WHAT YOU WILL DO
Could you reproduce the items from the start through the line containing "x=677 y=454", including that line, with every answer coordinate multiplied by 1.75 and rounded to whole numbers, halves rounded up? Copy all other text unchanged, including the format sample coordinates in the wording of each item.

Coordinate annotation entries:

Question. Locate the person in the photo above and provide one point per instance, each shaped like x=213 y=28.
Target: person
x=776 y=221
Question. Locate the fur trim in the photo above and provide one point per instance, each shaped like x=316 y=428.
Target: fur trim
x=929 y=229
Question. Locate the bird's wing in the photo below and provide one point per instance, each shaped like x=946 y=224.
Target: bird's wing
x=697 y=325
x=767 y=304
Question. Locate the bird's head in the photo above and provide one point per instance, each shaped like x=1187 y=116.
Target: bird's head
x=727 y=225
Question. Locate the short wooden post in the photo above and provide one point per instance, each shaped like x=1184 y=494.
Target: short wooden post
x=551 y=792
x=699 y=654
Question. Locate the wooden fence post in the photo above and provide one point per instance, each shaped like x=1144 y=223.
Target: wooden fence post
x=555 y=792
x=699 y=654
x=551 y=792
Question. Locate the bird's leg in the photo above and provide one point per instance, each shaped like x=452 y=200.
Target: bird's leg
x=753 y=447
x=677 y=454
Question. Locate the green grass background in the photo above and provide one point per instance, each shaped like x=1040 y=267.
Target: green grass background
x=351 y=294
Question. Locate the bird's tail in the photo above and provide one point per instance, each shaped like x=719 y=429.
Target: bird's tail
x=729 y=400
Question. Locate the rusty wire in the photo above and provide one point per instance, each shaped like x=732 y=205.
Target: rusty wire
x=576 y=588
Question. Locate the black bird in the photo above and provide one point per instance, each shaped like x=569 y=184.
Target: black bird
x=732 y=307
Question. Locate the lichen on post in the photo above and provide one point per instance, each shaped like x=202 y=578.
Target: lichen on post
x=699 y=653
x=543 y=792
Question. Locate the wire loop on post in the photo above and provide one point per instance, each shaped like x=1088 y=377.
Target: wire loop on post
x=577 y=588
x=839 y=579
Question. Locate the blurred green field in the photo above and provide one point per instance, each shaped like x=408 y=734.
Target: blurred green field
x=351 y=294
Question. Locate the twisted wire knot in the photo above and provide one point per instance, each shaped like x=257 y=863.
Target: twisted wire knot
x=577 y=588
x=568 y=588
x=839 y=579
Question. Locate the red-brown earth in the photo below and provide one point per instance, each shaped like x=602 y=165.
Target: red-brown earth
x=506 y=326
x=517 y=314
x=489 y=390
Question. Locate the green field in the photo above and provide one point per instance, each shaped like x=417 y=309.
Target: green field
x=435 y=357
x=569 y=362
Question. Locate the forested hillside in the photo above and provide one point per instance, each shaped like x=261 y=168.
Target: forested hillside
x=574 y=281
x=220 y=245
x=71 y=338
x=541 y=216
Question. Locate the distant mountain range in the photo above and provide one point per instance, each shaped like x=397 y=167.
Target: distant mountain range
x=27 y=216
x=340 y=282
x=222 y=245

TASK OUTPUT
Question. Locate the person in the photo above and provide one point per instance, each shaped like x=213 y=28.
Target: person
x=1358 y=387
Question. Locate the fur trim in the photo above and provide one point per instance, each shaped like x=316 y=428.
Target: fur trim
x=1626 y=401
Question. Locate the bird's wing in the photo below and provide one point per instance, each shaped like x=946 y=224.
Target: bird's wing
x=1220 y=569
x=1342 y=532
Question. Locate the bird's head in the photo above and provide one point per instance, each shaped like x=1187 y=116.
Target: bird's head
x=1272 y=394
Question. Locate the short wooden post in the photo above and provide one point per instance, each shaped like x=1184 y=494.
Target: short wooden post
x=964 y=1386
x=1223 y=1145
Question. Locate the wooden fence post in the photo above and provide one point per instance, each shaped like x=1144 y=223.
Target: wooden fence post
x=971 y=1386
x=1223 y=1145
x=964 y=1386
Question. Locate the bird's leg in the photo above and provide one point per instance, each shaped like x=452 y=200.
Target: bird's leg
x=1318 y=782
x=1185 y=795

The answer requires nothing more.